**TASK TO COMPLETE**
Switch "thickest part" to "widest part" throughout all the entries that follow, leaving everything else unchanged.

**MATERIAL FOR THE TASK**

************

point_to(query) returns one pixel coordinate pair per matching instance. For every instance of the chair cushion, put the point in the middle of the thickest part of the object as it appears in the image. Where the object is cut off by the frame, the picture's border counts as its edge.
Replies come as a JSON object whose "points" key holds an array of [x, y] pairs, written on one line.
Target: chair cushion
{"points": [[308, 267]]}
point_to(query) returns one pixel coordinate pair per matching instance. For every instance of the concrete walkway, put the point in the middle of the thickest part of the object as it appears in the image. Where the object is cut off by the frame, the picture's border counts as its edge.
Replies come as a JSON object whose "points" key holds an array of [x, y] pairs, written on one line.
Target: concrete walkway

************

**WRITTEN ANSWER**
point_to(query) returns one pixel coordinate pair per matching instance. For every instance of the chair cushion, put the point in the middle of the widest part of the object as it appears in the image. Where the object is cut off by the frame, the picture's border counts as its edge.
Replies come as a JSON object whose "points" key holds an array of [x, y] pairs, written on one line.
Target: chair cushion
{"points": [[308, 267]]}
point_to(query) returns one pixel coordinate pair per matching instance. For every instance of the concrete walkway, put the point in the middle of the widest part of the object as it appears in the image. Where the object is cut off by the frame, the picture's border counts as its edge.
Replies come as a JSON object whose "points" key holds an array of [x, y] pairs, written on one line.
Target: concrete walkway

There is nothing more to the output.